PROBLEM ▸ Reproduce the data below verbatim, keeping every line in its original order.

RECORDS FOR PROCESSING ▸
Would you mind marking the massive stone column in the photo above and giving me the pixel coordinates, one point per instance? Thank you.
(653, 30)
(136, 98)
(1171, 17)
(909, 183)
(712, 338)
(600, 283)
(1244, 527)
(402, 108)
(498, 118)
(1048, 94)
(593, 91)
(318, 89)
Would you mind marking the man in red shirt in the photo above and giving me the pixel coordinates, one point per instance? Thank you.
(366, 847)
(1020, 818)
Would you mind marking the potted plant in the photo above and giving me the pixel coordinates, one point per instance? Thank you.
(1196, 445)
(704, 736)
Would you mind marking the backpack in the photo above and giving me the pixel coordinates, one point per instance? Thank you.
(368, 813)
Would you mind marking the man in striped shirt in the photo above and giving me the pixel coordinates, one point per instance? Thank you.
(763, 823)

WRITTEN RESPONSE ▸
Would you mind marking the massive stone column in the photo above and giving me the pixel coordinates, one point per instance? Thank you.
(653, 30)
(136, 98)
(1171, 17)
(909, 183)
(712, 338)
(600, 283)
(1244, 527)
(402, 108)
(498, 118)
(1048, 94)
(593, 91)
(318, 89)
Would you mind marking the man in red shirt in the photo above and giving me the pixel coordinates, one point per instance? Thank you.
(366, 847)
(1020, 818)
Would you mind marking the potted plant in the photo above and giving me the pixel coordinates, one point per instance? Thank you.
(1196, 445)
(704, 736)
Would you mind marking the backpack in the photo above and giving me the pixel coordinates, one point per instance? Thank you.
(368, 813)
Would you mind marking the man in striped shirt in the photo above and giving me the pixel coordinates, one point per instance? Thank you.
(763, 823)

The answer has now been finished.